▶ AIM OF THE EXERCISE
Please reproduce the data in full, exactly as it stands.

▶ RECORDS
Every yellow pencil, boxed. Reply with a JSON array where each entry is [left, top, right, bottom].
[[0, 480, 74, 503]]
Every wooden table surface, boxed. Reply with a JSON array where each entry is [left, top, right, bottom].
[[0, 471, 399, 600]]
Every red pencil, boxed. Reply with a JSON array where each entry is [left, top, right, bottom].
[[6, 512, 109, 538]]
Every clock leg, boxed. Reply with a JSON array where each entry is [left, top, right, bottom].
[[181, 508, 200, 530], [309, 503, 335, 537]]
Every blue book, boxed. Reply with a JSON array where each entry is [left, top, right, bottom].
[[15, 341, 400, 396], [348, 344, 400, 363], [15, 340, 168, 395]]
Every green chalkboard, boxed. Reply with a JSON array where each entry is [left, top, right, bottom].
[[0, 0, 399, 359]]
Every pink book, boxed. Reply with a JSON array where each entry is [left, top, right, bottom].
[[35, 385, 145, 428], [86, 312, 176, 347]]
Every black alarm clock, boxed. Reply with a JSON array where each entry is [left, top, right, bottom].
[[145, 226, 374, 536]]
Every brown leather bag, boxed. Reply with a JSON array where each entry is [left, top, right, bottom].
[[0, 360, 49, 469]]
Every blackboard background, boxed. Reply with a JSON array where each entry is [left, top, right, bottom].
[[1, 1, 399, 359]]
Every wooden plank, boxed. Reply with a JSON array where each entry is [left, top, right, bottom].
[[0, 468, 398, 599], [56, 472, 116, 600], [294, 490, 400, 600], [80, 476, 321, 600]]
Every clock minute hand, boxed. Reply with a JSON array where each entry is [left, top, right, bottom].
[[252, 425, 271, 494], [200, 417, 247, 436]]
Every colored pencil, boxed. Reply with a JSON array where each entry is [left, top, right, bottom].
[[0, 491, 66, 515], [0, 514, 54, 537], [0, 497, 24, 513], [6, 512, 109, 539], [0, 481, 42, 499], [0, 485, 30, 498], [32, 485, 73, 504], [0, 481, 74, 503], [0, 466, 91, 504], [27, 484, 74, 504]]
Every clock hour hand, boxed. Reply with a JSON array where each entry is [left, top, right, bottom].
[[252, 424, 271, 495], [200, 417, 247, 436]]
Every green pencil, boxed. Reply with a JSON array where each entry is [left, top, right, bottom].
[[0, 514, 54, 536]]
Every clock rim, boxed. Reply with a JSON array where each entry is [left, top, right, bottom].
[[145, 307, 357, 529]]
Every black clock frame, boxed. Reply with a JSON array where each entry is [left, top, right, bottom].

▶ RESULT OF THE TASK
Every yellow pencil, boxed. Reply with a JSON array where each entry is [left, top, right, bottom].
[[0, 480, 74, 503]]
Every wooden table surface, boxed. Reply with a JSON array where each entry is [left, top, right, bottom].
[[0, 471, 399, 600]]
Every red pencil, boxed. Reply with a JSON array where each entry is [left, top, right, bottom].
[[6, 512, 109, 538]]
Every clock leg, boxed. Reply with a JSON array where each entry is [left, top, right, bottom].
[[181, 508, 200, 530], [309, 503, 335, 537]]
Every blue book, boxed. Reply with a JSON array where each entry is [left, top, right, bottom].
[[15, 341, 400, 396], [348, 344, 400, 363], [15, 340, 168, 395]]
Every green chalkboard, boxed. Reply with a JSON array where each entry is [left, top, right, bottom].
[[0, 0, 399, 359]]
Every pink book, boxed. Reply with a JSON array where each entry is [left, top, right, bottom].
[[35, 385, 145, 428], [86, 312, 176, 347]]
Every black alarm clock, boxed. Reply with a JSON array where each entry is [left, top, right, bottom].
[[145, 226, 374, 536]]
Every brown leather bag, boxed. Reply with a JSON array where each entry is [left, top, right, bottom].
[[0, 360, 49, 469]]
Every blackboard background, boxed. Reply with a JSON array where each entry is [left, top, right, bottom].
[[1, 1, 399, 359]]
Every wooden plank, boxed. Reply with a JSON array where each entry is [left, top, right, bottom].
[[0, 468, 398, 599], [56, 472, 116, 600], [294, 490, 400, 600], [80, 476, 321, 600]]
Every clock minute hand, boxed. Reply with a JSON array where each entry is [left, top, right, bottom].
[[252, 425, 271, 494], [200, 417, 247, 436]]
Every colored pencil, boxed. Reply with a JSON array where each entry is [left, top, right, bottom].
[[0, 491, 66, 515], [0, 514, 54, 537], [0, 497, 24, 513], [6, 512, 109, 539], [0, 481, 42, 499], [0, 485, 30, 498], [32, 485, 73, 504], [0, 481, 74, 503], [0, 466, 91, 504], [27, 484, 74, 504]]
Every clock hour hand, boxed. Reply with a JSON array where each entry is [left, top, right, bottom].
[[252, 424, 271, 495], [200, 417, 247, 436]]
Every green pencil, boxed. Reply with a JSON array where each entry is [left, top, right, bottom].
[[0, 514, 54, 536]]
Every clock rim, boxed. Reply with a JSON array where each entry is [left, top, right, bottom].
[[145, 307, 357, 529]]
Every black clock frame, boxed. Reply with a JSON array where each entry is [left, top, right, bottom].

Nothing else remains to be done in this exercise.